Aim of the exercise: Using the listing below, work out how many lines carry the word "rough", and state nothing but that number.

Source material:
__________

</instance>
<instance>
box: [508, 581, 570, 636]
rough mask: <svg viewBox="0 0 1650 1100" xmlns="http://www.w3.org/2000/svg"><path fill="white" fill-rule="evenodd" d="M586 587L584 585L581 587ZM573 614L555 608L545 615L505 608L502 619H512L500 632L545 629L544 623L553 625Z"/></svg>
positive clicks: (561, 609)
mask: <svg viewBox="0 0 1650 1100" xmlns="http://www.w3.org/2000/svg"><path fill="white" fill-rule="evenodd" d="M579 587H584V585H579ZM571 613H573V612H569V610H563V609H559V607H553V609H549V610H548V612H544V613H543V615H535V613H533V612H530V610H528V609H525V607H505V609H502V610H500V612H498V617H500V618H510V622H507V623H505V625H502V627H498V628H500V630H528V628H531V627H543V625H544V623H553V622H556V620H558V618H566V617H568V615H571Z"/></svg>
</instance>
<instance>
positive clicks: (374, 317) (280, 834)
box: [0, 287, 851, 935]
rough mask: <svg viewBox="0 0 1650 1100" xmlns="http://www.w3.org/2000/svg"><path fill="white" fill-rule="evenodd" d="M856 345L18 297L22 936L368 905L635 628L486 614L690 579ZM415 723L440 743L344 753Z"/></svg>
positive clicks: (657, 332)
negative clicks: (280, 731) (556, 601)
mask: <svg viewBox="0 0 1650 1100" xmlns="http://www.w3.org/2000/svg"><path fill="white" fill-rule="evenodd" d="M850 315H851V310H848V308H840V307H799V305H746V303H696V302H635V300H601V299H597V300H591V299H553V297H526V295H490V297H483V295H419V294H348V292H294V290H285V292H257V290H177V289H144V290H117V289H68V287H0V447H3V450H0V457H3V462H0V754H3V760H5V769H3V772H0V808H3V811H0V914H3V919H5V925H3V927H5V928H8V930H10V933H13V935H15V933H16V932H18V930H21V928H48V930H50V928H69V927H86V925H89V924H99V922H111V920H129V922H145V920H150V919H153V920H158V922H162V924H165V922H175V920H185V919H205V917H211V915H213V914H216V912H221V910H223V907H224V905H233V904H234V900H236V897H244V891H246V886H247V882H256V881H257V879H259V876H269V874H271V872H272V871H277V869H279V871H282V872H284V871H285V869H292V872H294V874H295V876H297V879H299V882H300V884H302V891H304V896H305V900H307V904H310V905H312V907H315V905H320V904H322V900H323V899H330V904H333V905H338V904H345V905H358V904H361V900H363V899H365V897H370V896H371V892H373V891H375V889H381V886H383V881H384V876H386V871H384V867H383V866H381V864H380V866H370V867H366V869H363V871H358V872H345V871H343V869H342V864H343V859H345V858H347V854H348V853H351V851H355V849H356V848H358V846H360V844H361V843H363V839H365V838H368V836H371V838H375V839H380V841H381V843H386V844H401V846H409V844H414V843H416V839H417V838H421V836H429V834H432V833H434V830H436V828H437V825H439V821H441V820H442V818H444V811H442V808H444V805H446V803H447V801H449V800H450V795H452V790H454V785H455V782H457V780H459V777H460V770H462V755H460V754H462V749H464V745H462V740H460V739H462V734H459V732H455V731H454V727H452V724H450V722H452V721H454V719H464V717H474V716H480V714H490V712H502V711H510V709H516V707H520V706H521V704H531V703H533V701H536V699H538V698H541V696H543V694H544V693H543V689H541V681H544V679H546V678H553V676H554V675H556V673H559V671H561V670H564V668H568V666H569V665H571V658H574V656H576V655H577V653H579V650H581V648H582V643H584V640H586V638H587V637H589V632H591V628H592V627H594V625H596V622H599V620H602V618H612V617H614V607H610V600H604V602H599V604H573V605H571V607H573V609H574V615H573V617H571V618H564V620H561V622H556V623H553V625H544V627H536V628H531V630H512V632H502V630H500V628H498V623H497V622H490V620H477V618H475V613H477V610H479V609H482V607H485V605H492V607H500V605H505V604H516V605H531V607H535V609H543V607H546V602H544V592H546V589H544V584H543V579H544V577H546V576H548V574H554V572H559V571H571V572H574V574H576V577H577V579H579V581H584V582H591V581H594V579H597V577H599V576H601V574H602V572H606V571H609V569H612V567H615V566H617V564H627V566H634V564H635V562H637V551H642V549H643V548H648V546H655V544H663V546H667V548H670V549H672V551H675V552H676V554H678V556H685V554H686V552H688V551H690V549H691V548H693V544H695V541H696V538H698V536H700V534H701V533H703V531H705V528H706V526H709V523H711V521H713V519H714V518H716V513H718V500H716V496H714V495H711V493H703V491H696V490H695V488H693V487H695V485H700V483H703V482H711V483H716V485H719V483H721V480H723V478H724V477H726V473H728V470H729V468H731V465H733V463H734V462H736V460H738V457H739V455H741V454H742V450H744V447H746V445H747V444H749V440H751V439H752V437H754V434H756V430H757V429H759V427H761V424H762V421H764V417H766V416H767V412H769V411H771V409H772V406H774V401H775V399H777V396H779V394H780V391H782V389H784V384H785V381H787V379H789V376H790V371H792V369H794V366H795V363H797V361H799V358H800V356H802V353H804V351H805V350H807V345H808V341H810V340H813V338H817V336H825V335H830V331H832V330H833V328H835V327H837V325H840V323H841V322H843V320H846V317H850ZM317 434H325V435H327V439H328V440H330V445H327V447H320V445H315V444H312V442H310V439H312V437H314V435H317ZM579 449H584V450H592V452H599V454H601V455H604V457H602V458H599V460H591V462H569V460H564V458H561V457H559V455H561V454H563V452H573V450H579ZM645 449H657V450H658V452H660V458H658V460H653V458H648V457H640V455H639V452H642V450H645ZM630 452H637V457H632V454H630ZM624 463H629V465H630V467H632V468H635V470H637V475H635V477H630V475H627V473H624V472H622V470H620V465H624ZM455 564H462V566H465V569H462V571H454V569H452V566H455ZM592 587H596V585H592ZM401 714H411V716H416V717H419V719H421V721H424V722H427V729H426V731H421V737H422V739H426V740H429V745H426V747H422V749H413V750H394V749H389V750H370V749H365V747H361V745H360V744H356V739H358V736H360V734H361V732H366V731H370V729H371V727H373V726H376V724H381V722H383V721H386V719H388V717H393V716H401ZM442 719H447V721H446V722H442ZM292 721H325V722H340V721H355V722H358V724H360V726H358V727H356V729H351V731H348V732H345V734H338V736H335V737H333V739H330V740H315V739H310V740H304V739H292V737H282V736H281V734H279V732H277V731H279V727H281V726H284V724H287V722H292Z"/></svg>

__________

Response: 2